Reproduce the records from the start through the line containing "17,233 -> 600,458", changing "bounding boxes" to "box coordinates" wherever it occurs and keeping everything else unchanged. Leave the pictures out.

Excerpt from a dataset
## Begin
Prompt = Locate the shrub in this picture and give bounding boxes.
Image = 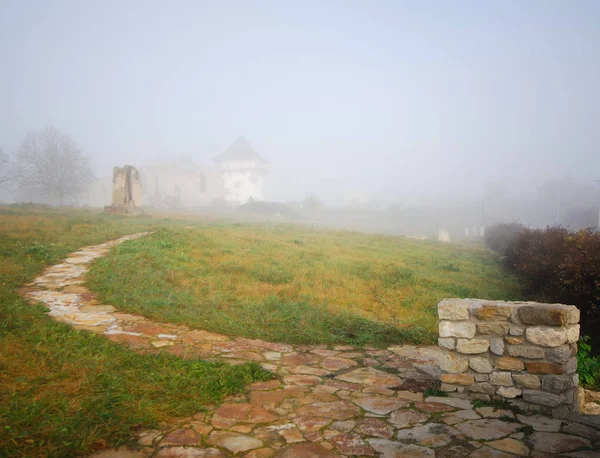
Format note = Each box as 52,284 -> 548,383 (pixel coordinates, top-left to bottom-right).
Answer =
577,336 -> 600,390
483,223 -> 525,255
505,227 -> 600,352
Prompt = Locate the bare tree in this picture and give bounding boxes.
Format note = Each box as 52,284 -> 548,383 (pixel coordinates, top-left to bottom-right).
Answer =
17,127 -> 94,205
0,148 -> 15,191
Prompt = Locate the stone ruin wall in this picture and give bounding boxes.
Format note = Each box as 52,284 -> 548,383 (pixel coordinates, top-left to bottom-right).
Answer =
438,299 -> 579,417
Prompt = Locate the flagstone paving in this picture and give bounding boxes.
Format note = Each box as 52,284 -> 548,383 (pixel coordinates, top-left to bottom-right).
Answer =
17,233 -> 600,458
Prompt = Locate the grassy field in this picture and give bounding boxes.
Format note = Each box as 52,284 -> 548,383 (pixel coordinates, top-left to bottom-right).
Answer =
0,207 -> 269,457
88,222 -> 520,346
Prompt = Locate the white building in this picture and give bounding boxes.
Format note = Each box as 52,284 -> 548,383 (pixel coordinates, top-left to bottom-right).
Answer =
214,137 -> 269,205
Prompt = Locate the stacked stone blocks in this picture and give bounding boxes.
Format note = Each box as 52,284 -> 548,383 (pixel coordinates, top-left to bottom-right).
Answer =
438,299 -> 579,417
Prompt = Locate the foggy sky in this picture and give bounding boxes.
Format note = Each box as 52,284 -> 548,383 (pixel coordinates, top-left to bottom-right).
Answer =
0,0 -> 600,200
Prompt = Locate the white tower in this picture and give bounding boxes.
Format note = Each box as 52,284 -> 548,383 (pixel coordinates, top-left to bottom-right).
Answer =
214,137 -> 269,205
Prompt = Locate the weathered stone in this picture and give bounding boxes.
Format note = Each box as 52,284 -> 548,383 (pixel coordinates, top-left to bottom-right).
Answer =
562,421 -> 600,442
279,428 -> 306,444
471,302 -> 512,321
469,382 -> 496,394
437,299 -> 469,321
513,374 -> 542,390
212,404 -> 255,429
508,323 -> 525,336
281,352 -> 321,366
283,375 -> 322,386
565,358 -> 577,374
507,345 -> 544,359
296,401 -> 360,420
546,345 -> 573,364
490,372 -> 513,386
439,321 -> 477,339
525,326 -> 567,347
160,428 -> 201,445
156,447 -> 226,458
396,390 -> 423,401
367,439 -> 435,458
487,438 -> 529,456
490,337 -> 504,356
438,337 -> 456,350
517,415 -> 562,433
523,389 -> 566,407
477,323 -> 509,336
529,432 -> 591,453
525,361 -> 565,375
442,410 -> 481,426
440,383 -> 458,393
456,418 -> 521,440
441,374 -> 475,385
414,402 -> 464,413
206,431 -> 263,453
496,356 -> 525,371
355,418 -> 394,439
336,367 -> 400,388
567,324 -> 579,343
505,337 -> 525,345
290,366 -> 331,377
456,339 -> 490,355
353,396 -> 410,415
321,356 -> 357,371
275,444 -> 338,458
389,410 -> 429,428
439,352 -> 469,374
542,375 -> 574,394
425,396 -> 472,410
396,423 -> 459,447
496,386 -> 523,399
329,434 -> 375,456
105,165 -> 142,213
469,445 -> 514,458
517,305 -> 579,326
469,357 -> 494,374
244,447 -> 276,458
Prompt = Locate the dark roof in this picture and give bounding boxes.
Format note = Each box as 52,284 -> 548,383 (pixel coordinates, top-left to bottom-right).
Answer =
214,136 -> 269,164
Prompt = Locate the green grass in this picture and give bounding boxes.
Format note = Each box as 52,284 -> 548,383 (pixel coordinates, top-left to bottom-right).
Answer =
0,206 -> 269,457
88,223 -> 520,346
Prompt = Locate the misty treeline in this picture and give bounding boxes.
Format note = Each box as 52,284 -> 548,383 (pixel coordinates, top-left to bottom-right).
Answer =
485,223 -> 600,354
0,127 -> 95,205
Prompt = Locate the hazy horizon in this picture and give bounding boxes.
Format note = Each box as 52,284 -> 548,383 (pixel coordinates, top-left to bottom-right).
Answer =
0,0 -> 600,201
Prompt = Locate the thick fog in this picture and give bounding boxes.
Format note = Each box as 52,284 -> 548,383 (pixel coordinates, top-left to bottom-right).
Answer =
0,0 -> 600,229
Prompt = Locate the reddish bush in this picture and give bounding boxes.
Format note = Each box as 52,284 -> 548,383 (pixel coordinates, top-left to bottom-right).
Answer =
505,227 -> 600,352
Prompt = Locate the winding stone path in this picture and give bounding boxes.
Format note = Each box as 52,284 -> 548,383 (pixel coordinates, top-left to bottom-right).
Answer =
22,233 -> 600,458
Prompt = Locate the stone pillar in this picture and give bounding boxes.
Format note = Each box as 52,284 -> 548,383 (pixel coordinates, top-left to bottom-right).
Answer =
438,299 -> 579,417
104,165 -> 142,214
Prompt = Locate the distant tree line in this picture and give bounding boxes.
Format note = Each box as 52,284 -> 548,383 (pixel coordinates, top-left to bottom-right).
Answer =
485,223 -> 600,354
0,127 -> 94,205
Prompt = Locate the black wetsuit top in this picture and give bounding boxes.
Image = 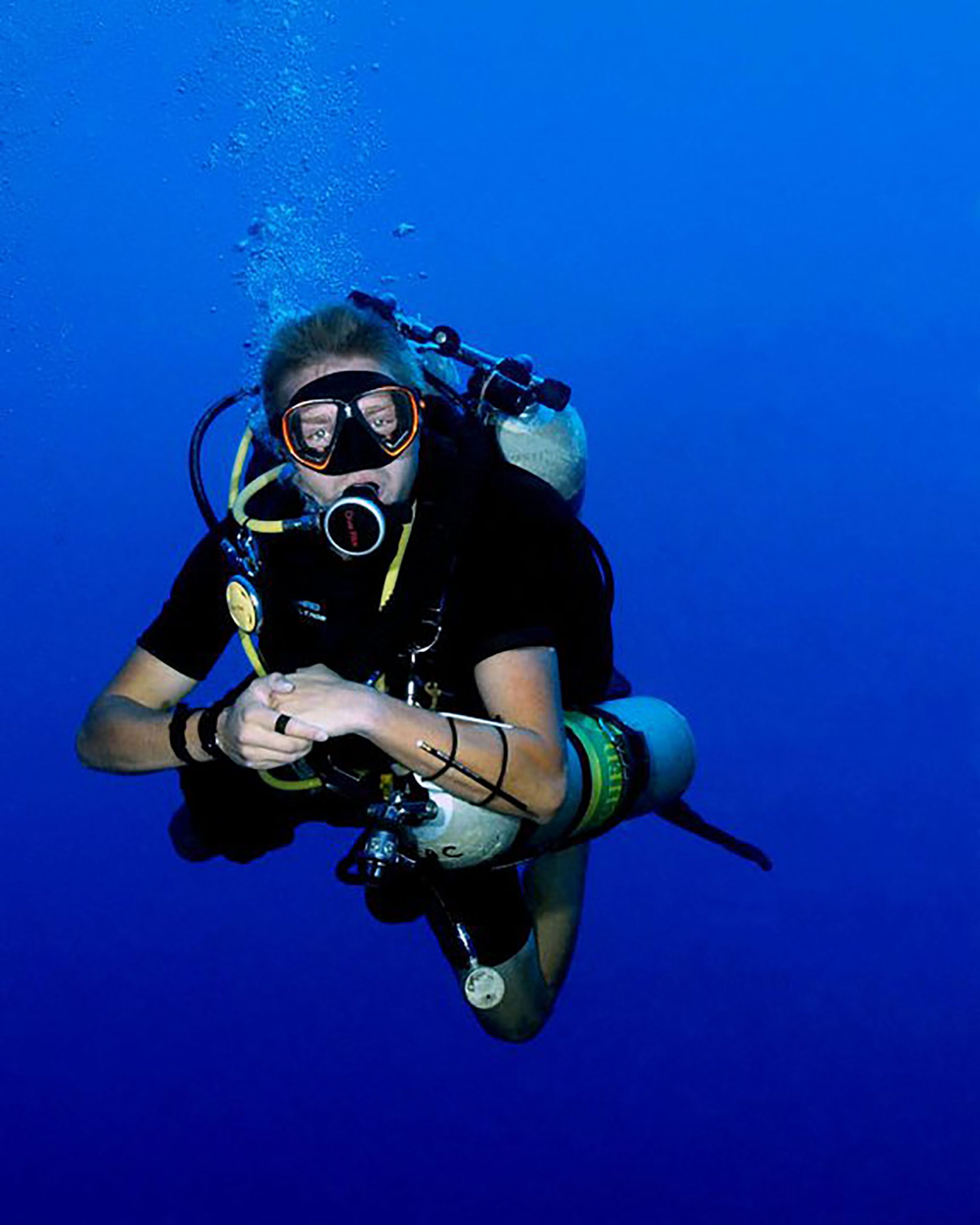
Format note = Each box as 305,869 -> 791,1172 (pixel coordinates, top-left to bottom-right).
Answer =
138,433 -> 611,964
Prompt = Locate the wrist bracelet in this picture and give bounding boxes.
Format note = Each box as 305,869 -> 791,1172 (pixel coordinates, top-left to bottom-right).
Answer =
167,702 -> 193,766
423,714 -> 459,783
197,702 -> 227,757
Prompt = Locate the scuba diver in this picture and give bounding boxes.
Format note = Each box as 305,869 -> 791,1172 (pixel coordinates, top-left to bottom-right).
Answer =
77,291 -> 770,1041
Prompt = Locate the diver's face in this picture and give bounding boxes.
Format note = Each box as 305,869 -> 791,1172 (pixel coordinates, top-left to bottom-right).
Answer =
276,356 -> 419,506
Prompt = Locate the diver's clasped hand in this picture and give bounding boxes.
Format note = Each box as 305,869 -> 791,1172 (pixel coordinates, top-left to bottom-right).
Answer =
269,664 -> 372,739
217,672 -> 327,769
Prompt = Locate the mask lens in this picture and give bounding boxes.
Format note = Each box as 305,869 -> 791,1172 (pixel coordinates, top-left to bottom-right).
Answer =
353,387 -> 418,452
283,400 -> 343,466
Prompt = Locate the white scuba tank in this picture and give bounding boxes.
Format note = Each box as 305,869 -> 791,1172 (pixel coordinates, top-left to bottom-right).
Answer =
494,404 -> 588,508
411,697 -> 696,869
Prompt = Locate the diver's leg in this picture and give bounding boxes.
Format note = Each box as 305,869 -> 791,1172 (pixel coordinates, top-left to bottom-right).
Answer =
430,845 -> 588,1043
524,843 -> 589,1001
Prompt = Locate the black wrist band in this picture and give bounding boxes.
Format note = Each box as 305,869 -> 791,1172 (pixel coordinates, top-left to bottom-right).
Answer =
473,728 -> 511,809
423,714 -> 459,783
197,702 -> 227,757
167,702 -> 193,766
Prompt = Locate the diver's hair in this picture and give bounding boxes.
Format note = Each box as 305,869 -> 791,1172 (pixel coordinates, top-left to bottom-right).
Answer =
262,302 -> 425,418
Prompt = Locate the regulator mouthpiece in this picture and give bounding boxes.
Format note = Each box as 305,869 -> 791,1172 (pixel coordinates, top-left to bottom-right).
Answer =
323,485 -> 385,557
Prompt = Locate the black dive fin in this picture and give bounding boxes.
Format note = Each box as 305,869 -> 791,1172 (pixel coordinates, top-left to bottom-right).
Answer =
653,800 -> 773,872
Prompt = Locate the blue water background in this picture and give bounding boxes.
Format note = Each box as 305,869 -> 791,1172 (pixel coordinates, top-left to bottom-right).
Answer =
0,0 -> 980,1225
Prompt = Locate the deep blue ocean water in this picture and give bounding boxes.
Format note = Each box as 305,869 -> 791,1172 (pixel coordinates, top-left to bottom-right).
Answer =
0,0 -> 980,1225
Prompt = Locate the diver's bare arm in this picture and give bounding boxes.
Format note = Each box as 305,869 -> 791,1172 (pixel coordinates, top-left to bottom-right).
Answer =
359,647 -> 567,823
76,647 -> 320,774
75,647 -> 206,774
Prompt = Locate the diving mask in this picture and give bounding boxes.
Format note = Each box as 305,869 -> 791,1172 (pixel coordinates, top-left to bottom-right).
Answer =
279,370 -> 419,475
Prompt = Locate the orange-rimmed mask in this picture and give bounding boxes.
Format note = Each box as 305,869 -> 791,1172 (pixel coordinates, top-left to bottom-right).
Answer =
280,370 -> 420,475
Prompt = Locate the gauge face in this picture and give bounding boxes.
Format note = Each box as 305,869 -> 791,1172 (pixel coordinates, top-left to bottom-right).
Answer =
224,577 -> 262,634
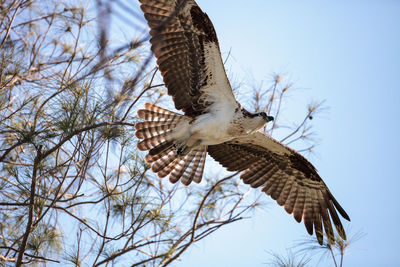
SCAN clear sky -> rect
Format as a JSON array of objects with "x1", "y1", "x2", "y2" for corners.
[{"x1": 130, "y1": 0, "x2": 400, "y2": 267}]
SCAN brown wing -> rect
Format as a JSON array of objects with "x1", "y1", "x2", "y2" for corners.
[
  {"x1": 208, "y1": 132, "x2": 350, "y2": 244},
  {"x1": 140, "y1": 0, "x2": 236, "y2": 117}
]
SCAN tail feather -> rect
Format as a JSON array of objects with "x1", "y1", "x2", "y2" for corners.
## End
Solved problem ::
Prompt = Locate the shrub in this picture and give box coordinates.
Image = 
Format note = Each box as 52,284 -> 548,383 (pixel coordinates, top-left to bottom-right).
Answer =
577,336 -> 600,390
483,223 -> 525,255
505,227 -> 600,352
Prompt = Locate the bare tree in this picture and give box coordinates.
Format note = Each box as 52,284 -> 548,383 (pixel coordinates, top-left to bottom-right).
Answer =
17,127 -> 94,205
0,148 -> 15,191
Prompt = Locate the stone ruin wall in this picture and give box coordinates.
Format note = Each box as 52,284 -> 548,383 (pixel coordinates, top-left to bottom-right).
Answer =
438,299 -> 579,417
Prompt = Locate the flagstone paving in this picture and give box coordinates.
Format note = Each box as 52,284 -> 548,383 (pixel coordinates, top-left to bottom-right).
Answer =
17,233 -> 600,458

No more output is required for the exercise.